*** Selected passage

I'll talk a little bit about deadlines, and cancellations, and some of the control knobs. We don't have a concept of timeout, but we have first class feature in terms of deadlines. Pretty simply to understand. Indicates how long you should wait before you ... Basically, the RPC fails without giving status code. We have well defined status codes for all of the RPC requests, and that's pretty important too. So what does that mean? In a real call, say I have 200 milliseconds ... Get this thing working. You basically start with the current time and what the deadline time is. Each service should basically add on the time it has taken to process, so my current time is now based on whatever time it was taken, added up by 40. The sum cumulative time now adds up to 150. Now adds up to a time, which is more than what I defined as the initial request from the user, hence deadline exceeded, and we are in sort of happy state.

It look sort of simple, but in a lot of languages, frameworks, et cetera, the notions of timeouts, it gets pretty complicated and we feel this is simply done with the notion of deadlines. Deadlines are expected. Server was slow, or the server responded with success, but it had already passed the deadline. But unpredictable things happen. What if the user canceled the request? That's the notion of cancellation. Now, typically with one, unless it was easy, hey, it was one system, you canceled the request, and the request was not so. I gets pretty hairy with the service graph and dependencies, so you need this notion of cascaded cancellations.

If you have a graph where you are calling a bunch of systems and the user cancels, you need to cascade it and make sure it cancels out all the dependent calls that were in flight when the user canceled. All right? And get them to the right stage if they were changing state and they were sort of a non-item important request. How do you handle that? I think the notion of cancellation is important too. We propagate automatically. We fail with a canceled status code. I think sort of conveys the point.

Moving over a little bit to flow control, which is this notion of when you have services talking. Flow control is not a very, very common occurrence, but it is very possible to have a slower client and a faster server, or a better scenario, a faster client and a slower server. How do you make sure one fast sender is not totally taking away my server? Not taking all of my server memory, or not taking up all of my server resources. This notion of fast server, where I'm getting a whole bunch of responses and the client basically it gets called canceled or unavailable. The other case of a faster client. The way Stubby, and even gRPC handles it, is when you have a whole bunch of requests and a faster sender to a slower receiver, the receiver won't pick it up and have a well-defined signal back to the sender to slow down. That sort of gives you the flow control capabilities.

******
*** Input records

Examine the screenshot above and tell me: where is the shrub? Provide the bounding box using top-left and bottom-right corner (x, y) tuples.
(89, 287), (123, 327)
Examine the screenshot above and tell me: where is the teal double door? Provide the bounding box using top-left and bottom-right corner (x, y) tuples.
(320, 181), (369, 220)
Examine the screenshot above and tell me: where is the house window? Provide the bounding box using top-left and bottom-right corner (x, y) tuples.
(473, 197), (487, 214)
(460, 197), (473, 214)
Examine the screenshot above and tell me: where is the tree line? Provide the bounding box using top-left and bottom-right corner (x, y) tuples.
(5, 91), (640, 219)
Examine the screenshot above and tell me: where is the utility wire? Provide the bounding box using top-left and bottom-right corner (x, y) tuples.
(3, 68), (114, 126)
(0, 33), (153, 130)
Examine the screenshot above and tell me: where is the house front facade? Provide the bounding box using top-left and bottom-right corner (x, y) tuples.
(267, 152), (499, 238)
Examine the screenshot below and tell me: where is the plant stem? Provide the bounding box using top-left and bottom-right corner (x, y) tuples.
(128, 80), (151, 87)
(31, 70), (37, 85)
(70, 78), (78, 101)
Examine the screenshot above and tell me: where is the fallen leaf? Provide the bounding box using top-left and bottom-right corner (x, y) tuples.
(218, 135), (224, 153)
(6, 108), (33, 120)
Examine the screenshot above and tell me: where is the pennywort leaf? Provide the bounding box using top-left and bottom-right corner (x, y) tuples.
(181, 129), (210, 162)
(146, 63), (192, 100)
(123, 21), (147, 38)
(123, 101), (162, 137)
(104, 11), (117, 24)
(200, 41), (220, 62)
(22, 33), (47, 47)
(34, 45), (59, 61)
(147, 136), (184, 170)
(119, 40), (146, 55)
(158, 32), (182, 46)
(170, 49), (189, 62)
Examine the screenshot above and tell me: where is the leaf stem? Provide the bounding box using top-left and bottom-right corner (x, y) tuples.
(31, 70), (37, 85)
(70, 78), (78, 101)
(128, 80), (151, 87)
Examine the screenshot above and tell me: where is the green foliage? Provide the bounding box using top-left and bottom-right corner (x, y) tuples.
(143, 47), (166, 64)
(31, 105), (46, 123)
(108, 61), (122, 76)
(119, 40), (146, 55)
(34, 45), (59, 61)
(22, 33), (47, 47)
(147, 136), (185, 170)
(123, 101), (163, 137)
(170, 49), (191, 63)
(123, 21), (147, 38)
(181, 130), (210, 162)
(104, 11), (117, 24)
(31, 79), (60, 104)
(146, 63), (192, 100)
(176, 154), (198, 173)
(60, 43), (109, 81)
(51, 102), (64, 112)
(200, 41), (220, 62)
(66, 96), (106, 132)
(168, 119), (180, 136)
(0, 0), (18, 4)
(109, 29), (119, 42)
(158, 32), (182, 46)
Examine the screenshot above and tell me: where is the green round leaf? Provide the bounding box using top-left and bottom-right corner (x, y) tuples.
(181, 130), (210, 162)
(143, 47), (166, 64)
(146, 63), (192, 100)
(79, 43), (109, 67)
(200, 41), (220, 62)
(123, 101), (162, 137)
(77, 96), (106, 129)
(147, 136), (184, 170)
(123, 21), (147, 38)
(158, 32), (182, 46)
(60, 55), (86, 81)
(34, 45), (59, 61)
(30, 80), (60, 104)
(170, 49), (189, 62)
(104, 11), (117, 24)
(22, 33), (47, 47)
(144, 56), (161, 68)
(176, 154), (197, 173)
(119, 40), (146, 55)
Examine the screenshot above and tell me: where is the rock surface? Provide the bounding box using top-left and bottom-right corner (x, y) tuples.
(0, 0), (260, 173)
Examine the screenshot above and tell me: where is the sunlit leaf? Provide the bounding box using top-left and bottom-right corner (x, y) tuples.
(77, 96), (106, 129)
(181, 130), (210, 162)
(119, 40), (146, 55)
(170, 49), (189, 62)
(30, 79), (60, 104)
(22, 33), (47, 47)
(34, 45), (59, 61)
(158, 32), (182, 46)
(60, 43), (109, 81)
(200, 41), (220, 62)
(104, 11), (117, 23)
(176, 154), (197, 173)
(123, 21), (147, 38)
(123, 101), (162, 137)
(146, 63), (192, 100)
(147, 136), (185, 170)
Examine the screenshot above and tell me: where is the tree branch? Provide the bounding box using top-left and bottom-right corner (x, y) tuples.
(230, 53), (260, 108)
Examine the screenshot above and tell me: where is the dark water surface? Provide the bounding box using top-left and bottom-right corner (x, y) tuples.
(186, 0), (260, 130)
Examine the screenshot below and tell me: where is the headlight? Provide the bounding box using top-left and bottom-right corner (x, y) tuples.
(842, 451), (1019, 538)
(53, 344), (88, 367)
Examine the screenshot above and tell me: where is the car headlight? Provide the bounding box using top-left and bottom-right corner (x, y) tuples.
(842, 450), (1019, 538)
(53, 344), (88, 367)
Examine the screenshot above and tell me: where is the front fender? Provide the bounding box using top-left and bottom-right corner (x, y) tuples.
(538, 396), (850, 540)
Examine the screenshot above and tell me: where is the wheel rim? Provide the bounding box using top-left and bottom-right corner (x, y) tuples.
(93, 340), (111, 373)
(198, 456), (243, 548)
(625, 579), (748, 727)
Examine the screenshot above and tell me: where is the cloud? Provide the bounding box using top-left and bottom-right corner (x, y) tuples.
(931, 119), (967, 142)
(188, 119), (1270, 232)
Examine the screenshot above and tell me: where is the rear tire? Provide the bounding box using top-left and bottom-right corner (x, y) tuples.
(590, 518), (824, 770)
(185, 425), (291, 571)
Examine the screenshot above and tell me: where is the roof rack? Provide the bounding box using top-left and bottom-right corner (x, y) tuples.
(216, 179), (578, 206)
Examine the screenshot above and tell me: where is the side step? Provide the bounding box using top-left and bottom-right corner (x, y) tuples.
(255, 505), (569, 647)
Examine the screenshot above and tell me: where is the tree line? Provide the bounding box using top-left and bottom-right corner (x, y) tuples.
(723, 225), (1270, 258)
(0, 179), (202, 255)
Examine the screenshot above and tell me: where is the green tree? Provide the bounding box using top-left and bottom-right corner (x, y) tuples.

******

**Tasks to perform**.
[1] In the transcript on RPC deadlines, why does the speaker say cascaded cancellations are needed? Answer in one to three sentences.
[2] In the listing, swap "Provide" for "Give" in the lines between the one holding "Examine the screenshot above and tell me: where is the sunlit" and the one holding "(186, 0), (260, 130)", inclusive, leaving everything else unchanged, and return only those lines.

**Complete answers**.
[1] Cancellation becomes complicated once a call involves a graph of services and dependencies. When the user cancels, the cancellation has to cascade so that every dependent call still in flight at that moment is also canceled.

[2]
Examine the screenshot above and tell me: where is the sunlit leaf? Give the bounding box using top-left and bottom-right corner (x, y) tuples.
(77, 96), (106, 129)
(181, 130), (210, 162)
(119, 40), (146, 55)
(170, 49), (189, 62)
(30, 79), (60, 104)
(22, 33), (47, 47)
(34, 45), (59, 61)
(158, 32), (182, 46)
(60, 43), (109, 81)
(200, 41), (220, 62)
(104, 11), (117, 23)
(176, 154), (197, 173)
(123, 21), (147, 38)
(123, 101), (162, 137)
(146, 63), (192, 100)
(147, 136), (185, 170)
Examine the screenshot above and tell me: where is the tree branch? Give the bounding box using top-left and bottom-right corner (x, y) tuples.
(230, 53), (260, 108)
Examine the screenshot above and tell me: where is the dark water surface? Give the bounding box using top-left and bottom-right corner (x, y) tuples.
(186, 0), (260, 130)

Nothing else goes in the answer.